- _PASSAGE SHOWN_:

December 21, 2010 at 7:05 am #711569
JanSParticipantICD9 coding is going the way of..whatever, me. ICD-10 is being enabled pretty soon, I hear. I am a helalthcare provider that accepts most insurances, and know that once some of these health care INSURANCE changes take place, it will affect me in more ways than one. I will roll with it. But.HEALTH CARE itself will remain the same as ever…at least it will with me…that’s not being reformed..and right now I believe that the implementation date is in 2014 for most of the insurance reforms, so Hooper… stick to what you know – engineering.
And, me on 28th..Medicare…the most efficient plan, along with VA, touted as the best that there is in this country…are both run by..guess what? The government, not private industry…go figure!
December 21, 2010 at 1:58 pm #711570
redblackParticipanthooper: and you think the government is somehow at fault? because the insurance industry is screwing you over?
interesting.
it’s funny how you blame the entity that we, the people, can have some impact on. because we all know what happens when you try to complain to blue cross, huh?
December 24, 2010 at 7:15 pm #711571
hooper1961Memberthose of us using high deductible health insurance coupled with hsa’s are being screwed (it will cost us a lot more) by the health care reform
December 24, 2010 at 7:46 pm #711572
JanSParticipantso maybe you need to rethink your choices…nice that you have them…many of us don’t…
December 24, 2010 at 8:06 pm #711573
hooper1961Memberwhy the blank should i have to rethink my choice. i was perfectly satisfied with the choice i had; but do to the bitch murray (i have contacted her office numerous times to identify this flaw in the reform) i will have to pay a lot more and have less flexibility to use my hsa. how the blank is this fair?

- _STUDY QUESTIONS_:
1. In the forum thread, what year does JanS believe is the implementation date for most of the insurance reforms?
2. Duplicate everything in the forum thread from "December 21, 2010 at 1:58" down to "blue cross, huh?".

Extracted data entries
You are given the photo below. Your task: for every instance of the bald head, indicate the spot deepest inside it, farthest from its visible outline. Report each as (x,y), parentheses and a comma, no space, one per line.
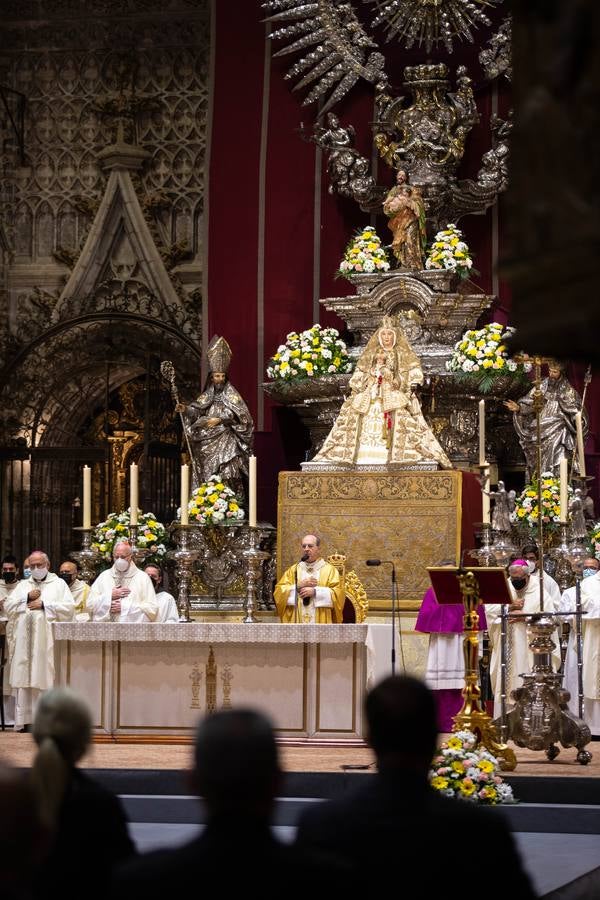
(311,547)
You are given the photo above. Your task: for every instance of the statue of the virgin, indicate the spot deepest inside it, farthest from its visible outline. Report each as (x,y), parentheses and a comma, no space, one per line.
(381,421)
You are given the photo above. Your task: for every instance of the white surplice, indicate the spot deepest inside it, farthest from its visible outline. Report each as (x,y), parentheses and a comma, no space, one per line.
(167,607)
(140,605)
(31,643)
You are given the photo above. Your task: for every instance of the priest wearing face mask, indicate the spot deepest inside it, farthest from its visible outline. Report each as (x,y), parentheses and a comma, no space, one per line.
(525,598)
(590,604)
(36,602)
(69,573)
(123,593)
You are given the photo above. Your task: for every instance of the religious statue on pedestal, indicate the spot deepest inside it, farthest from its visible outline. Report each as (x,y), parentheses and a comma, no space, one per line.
(406,220)
(381,421)
(219,425)
(561,403)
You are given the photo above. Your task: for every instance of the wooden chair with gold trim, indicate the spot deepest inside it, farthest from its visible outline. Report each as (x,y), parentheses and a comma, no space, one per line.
(356,605)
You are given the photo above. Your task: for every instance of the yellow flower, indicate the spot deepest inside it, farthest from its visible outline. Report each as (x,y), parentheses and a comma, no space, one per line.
(467,787)
(439,783)
(489,792)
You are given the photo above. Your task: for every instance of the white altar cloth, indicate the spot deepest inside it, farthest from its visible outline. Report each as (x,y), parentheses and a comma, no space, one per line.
(154,681)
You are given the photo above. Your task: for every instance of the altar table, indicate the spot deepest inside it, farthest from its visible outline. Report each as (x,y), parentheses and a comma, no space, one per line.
(154,681)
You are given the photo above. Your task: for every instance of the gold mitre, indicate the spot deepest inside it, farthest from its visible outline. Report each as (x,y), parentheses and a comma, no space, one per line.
(219,354)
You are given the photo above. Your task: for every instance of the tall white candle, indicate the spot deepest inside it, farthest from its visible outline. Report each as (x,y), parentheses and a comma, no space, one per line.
(482,432)
(580,450)
(485,497)
(185,494)
(87,497)
(133,493)
(252,491)
(564,489)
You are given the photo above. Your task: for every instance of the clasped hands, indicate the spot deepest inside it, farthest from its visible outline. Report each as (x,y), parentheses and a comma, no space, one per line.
(306,588)
(34,599)
(116,597)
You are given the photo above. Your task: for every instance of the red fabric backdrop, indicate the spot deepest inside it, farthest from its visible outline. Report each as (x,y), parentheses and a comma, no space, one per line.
(275,232)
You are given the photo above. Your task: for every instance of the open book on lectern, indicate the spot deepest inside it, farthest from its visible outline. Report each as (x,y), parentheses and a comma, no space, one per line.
(492,581)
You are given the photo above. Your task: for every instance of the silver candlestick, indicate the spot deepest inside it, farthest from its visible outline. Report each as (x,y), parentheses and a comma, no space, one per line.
(255,557)
(86,558)
(185,556)
(485,554)
(562,555)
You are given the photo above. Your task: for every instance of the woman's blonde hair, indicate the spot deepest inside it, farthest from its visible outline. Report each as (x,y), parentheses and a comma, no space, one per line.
(62,729)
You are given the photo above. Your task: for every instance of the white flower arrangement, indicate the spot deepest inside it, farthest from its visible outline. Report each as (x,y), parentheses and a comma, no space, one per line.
(482,352)
(151,535)
(449,251)
(526,510)
(469,772)
(365,253)
(214,503)
(308,354)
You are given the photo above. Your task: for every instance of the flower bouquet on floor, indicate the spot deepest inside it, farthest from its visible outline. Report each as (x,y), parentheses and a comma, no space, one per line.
(214,503)
(309,354)
(526,511)
(469,772)
(152,536)
(448,251)
(364,254)
(481,357)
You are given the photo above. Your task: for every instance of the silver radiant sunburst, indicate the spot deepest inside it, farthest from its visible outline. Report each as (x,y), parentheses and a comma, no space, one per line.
(428,23)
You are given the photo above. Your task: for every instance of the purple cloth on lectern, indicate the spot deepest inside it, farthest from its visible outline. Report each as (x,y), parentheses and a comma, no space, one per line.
(446,618)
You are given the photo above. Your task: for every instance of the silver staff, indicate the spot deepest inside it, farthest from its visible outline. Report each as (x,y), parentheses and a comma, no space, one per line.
(167,370)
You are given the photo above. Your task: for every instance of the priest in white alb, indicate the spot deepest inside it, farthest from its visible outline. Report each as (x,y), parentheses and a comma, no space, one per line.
(590,604)
(31,608)
(525,598)
(310,591)
(122,593)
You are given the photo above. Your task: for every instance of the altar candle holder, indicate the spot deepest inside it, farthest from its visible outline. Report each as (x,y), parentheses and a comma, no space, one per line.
(87,558)
(255,557)
(185,556)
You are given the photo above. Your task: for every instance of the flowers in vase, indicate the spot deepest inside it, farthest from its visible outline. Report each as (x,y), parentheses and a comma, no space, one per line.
(214,503)
(594,540)
(448,251)
(469,772)
(482,352)
(152,536)
(308,354)
(365,253)
(526,511)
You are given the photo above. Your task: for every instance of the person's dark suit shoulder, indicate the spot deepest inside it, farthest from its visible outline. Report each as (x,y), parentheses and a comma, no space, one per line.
(384,819)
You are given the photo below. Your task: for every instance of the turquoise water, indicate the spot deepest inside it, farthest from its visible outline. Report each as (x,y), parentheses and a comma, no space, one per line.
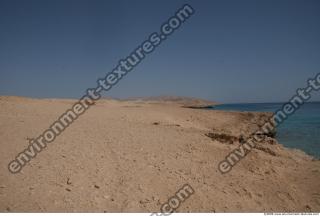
(301,130)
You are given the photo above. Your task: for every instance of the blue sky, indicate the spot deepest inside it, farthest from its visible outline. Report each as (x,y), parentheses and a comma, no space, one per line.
(228,51)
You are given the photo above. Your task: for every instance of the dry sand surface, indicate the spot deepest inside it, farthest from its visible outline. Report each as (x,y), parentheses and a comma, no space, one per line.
(132,156)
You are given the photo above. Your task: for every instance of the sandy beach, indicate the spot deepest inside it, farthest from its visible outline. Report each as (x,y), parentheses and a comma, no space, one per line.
(132,156)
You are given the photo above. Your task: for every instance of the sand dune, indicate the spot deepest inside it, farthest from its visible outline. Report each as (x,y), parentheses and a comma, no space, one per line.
(132,156)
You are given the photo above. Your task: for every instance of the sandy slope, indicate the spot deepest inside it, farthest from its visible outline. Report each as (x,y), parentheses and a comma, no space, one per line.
(132,157)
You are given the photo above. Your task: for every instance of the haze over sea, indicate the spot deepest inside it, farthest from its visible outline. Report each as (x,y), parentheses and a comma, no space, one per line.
(301,130)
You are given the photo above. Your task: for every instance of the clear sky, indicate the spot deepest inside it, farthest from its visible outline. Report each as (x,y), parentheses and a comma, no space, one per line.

- _EXPECTED RESULTS_:
1. 2014

2.
December 21, 2010 at 1:58 pm #711570
redblackParticipanthooper: and you think the government is somehow at fault? because the insurance industry is screwing you over?
interesting.
it’s funny how you blame the entity that we, the people, can have some impact on. because we all know what happens when you try to complain to blue cross, huh?